■ **Tasks and exercises**:
a. Answer these questions about the sermon on Hannah, each from a different part of it:
(i) According to verse nine, what did Hannah do after they had eaten and drunk at the temple in Shiloh?
(ii) Into which tribe did a person have to be born to become a priest?
(iii) Which verse says that Hannah's face was no longer sad?
b. Write the next few paragraphs of the sermon on Hannah, picking up after its final sentence.

** Start of Quoted text **

All of us are searching for identity and security and happiness. So let's turn from Hannah's hurt to Hannah's hope. Verse nine is the turning point of Hannah's story.

But if you're not paying attention, you will read right over top of it and never notice. Verse nine says, after they had eaten and drunk at the temple there in Shiloh, Hannah rose. Now saying Hannah rose is not just inserting some random detail like after dinner, Hannah stood up and went to the living room.

No, the word rose in Hebrew, that word indicates a decisive action. In other words, she stood up. She stood up, resolved, she's made a choice. What was that choice? She tells you in verse 11, she vowed a vow and said, O Lord of hosts, if you will indeed look on the affliction of your servant and remember me and not forget your servant, but you will give to your servant a son, then I will give him to the Lord all the days of his life and no razor shall ever touch his head.

All right, hang with me for just a minute. I'm going to take you into the deep end of the Bible pool for a second. When she says no razor will ever touch his head, what she indicates is that she is offering up this kid, this child to a Nazarite vow. Meaning you were giving this child up out of your family and you were giving him entirely to the temple. You see in those days you could not just decide to become a priest like I decided to go to seminary. You had to be born into the tribe of Levi to become a priest. And if you weren't born into the tribe of Levi, the only way for you to become a priest was for you to take a Nazarite vow where you basically get this, you renounced membership in your family.

You got rid of your last name, so to speak. You gave up all your inheritance from that family and you went to live at the temple. So basically in offering this kid up in a Nazarite vow, get this, Hannah is renouncing everything she would have wanted a son for in the first place. This child would not grow up in her house. He would not give her the emotional joy of just having him around. She would not get to show him off at baseball games.

He would not provide for her in her old age. She has given up the idea of having kids as a means of identity, security, and happiness. And when she was done praying, verse 18, then the woman, Hannah, went her way and ate and her face was no longer sad. Now at the end of this chapter, she's going to get pregnant, but she lost her sadness long before she found out she was pregnant.

The order here is really, really important. It's not pray, get pregnant, have joy. It's pray, have joy, get pregnant. What happened to Hannah? The hold, get this, the hold that bearing children had on her heart was shattered. Hannah's hope up until this point, Hannah's hope had been maybe I'll get pregnant, but now Hannah's found a new hope, a new source of identity, security, and happiness.

And what was that new hope? Well, for that answer, you got to turn to chapter two, which leads us to number three, Hannah's praise. In first Samuel two, Hannah writes a song of praise. She says, chapter two, verse one, my heart exalts in the Lord. In other words, my delight in the exaltation of my heart is no longer found in having kids and being a mom and having a loving husband and being successful. My soul exalts in the Lord in God because, verse two, there is no rock like our God. God, you're a better source of identity, security, and happiness than having children was going to be. Hannah goes on in this song to talk about God's unfathomable wisdom, his strength, his beauty, and his holiness. She says, verse two, there's nobody holy like the Lord. There's nobody like you.

There's none besides you. In other words, knowing you, God, knowing you is the ultimate treasure because in you, I have the absolute approval of the only one whose opinion really matters. And now having found my identity, security, and happiness in you, I'm no longer dependent on having children to provide that identity for me. I can have children. I would love to have children, or I could not have them.

** End of Quoted text **
** Start of Source data **

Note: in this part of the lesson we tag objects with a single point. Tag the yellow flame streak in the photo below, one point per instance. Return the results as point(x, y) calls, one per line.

** End of Source data **

■ **Expected results**:
a.
(i) Hannah rose.
(ii) The tribe of Levi.
(iii) Verse 18.

b.
Either way, I have you. This was Hannah's salvation, learning to find in God what she had previously sought in having children. In verse four, Hannah contrasts the two different ways people go about trying to establish an identity, to build security and happiness.

And then she shows you the result of each way that you choose. Verse four, look at this. The bows of the mighty are broken, but the feeble bind on strength. The barren has borne seven, but she who has many children is forlorn. Verse seven, the Lord raises up the poor from the dust.

He lifts up the needy from the ash heap. There are two ways, Hannah says, that people attempt to establish identity, security, and happiness. One is the way of pride.

You establish your identity, security, and happiness by the strength of your bow through how many kids you have, how beautiful you are, how much talent you have, how popular you are, your ability to earn money, where you go to school, what kind of job you have. That's one way is through a sense of accomplishment, you establish identity, security, and happiness. The other way is the way of faith. You lean into God and let him become the source of those things. Here's what Hannah shows you. If you seek your identity, security, and happiness through the way of pride, you will end up broken, hungry, and poor.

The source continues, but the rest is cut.